#### The records ####

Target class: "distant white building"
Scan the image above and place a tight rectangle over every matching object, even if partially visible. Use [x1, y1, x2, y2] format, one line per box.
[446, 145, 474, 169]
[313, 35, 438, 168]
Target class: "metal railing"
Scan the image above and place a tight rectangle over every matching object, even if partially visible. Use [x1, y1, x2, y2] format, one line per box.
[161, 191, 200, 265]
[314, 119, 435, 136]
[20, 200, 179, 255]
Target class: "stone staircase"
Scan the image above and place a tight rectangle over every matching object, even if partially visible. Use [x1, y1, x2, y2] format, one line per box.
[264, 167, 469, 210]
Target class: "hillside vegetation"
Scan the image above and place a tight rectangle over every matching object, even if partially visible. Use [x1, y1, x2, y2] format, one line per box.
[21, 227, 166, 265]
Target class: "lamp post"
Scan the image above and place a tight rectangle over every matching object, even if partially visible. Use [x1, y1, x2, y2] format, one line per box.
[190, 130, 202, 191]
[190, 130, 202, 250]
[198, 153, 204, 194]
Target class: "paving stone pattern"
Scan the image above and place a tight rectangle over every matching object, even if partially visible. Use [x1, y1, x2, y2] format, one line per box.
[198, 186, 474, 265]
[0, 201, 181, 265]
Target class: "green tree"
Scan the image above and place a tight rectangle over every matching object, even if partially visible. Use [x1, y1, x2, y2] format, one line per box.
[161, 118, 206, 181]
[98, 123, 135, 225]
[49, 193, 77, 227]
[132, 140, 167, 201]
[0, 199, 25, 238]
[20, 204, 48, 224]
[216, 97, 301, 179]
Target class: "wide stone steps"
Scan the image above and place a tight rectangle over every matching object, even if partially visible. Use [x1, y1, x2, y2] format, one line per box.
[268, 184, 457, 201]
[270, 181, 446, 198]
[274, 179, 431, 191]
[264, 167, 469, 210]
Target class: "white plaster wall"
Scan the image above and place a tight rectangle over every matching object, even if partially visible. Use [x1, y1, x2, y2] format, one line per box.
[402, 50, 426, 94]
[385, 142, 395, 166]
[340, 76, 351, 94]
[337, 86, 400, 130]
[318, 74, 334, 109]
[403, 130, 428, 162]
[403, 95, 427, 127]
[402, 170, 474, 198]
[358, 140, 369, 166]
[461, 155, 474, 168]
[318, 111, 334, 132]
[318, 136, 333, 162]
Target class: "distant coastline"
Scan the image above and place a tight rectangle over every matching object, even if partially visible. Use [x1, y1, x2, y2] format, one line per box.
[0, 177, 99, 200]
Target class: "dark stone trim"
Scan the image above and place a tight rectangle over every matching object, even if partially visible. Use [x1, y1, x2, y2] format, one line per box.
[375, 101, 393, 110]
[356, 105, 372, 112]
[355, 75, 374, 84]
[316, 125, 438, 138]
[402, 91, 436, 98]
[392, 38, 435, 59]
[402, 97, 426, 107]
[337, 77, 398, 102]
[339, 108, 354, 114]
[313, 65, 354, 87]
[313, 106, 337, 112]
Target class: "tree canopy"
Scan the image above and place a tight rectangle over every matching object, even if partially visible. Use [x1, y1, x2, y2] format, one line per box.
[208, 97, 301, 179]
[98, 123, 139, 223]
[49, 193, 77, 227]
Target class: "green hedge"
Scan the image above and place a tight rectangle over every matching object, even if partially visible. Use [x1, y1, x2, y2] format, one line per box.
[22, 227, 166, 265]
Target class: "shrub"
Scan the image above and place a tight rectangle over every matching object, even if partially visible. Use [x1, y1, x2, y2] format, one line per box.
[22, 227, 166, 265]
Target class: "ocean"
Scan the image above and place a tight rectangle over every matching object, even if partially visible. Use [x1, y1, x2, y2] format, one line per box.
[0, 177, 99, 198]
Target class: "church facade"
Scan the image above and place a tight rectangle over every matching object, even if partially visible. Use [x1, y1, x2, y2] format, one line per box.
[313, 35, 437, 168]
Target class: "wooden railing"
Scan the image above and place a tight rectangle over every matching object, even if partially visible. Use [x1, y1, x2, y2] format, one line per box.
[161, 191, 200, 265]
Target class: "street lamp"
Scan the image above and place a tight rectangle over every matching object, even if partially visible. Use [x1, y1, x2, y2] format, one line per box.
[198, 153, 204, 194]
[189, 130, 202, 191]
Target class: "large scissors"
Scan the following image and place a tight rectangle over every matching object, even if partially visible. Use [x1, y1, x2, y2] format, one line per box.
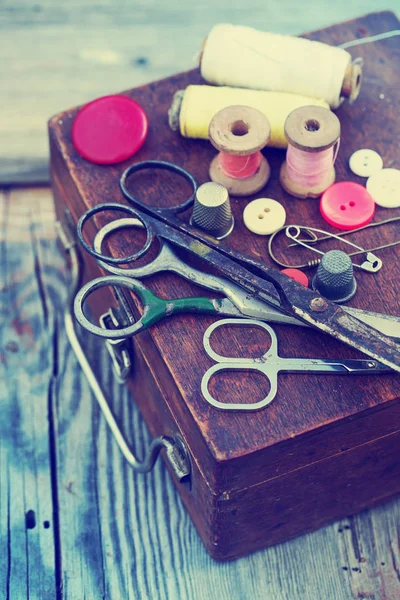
[74, 217, 400, 339]
[77, 161, 400, 371]
[201, 319, 390, 411]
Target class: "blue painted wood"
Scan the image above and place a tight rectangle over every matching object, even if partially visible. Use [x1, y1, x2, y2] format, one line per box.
[0, 190, 400, 600]
[0, 192, 55, 599]
[0, 0, 399, 183]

####

Can you rewrite the items above as a numbered list, starting from their first line and ending with the line that contains "[0, 201, 181, 265]", both ends included, with any blank lines dropped?

Exercise response:
1. Target class: "distant white building"
2. Scan the image above and place a tight rectangle over every matching object, even if partially visible. Use [x1, y1, x2, y2] format, one line per box.
3. [446, 145, 474, 169]
4. [313, 35, 438, 168]
5. Target class: "metal railing"
6. Scan the image above and place a tight rectangle over every matching object, even if partially visible. Use [x1, y1, x2, y2] format, one line per box.
7. [161, 191, 200, 265]
8. [314, 119, 435, 136]
9. [20, 200, 179, 255]
10. Target class: "stone staircase"
11. Scan the image above and place a tight rectangle over every matching object, even if partially visible. Use [x1, y1, x2, y2] format, one line per box.
12. [264, 167, 469, 210]
13. Target class: "hillside vegetation"
14. Scan the image above and place a tight rectangle over every matching object, even if partially visible. Use [x1, y1, x2, y2] format, one line per box.
15. [21, 227, 166, 265]
16. Target class: "lamp post"
17. Scan the image above and place a tight rectangle over every matching object, even if partially visible. Use [x1, y1, x2, y2] format, one line per box.
18. [190, 130, 202, 191]
19. [190, 130, 202, 250]
20. [198, 153, 204, 194]
21. Target class: "paving stone pattern"
22. Scan the image above and place a tight rectangle over every matching object, even if partially visible. Use [x1, y1, x2, y2] format, one line per box.
23. [198, 186, 474, 265]
24. [0, 201, 181, 265]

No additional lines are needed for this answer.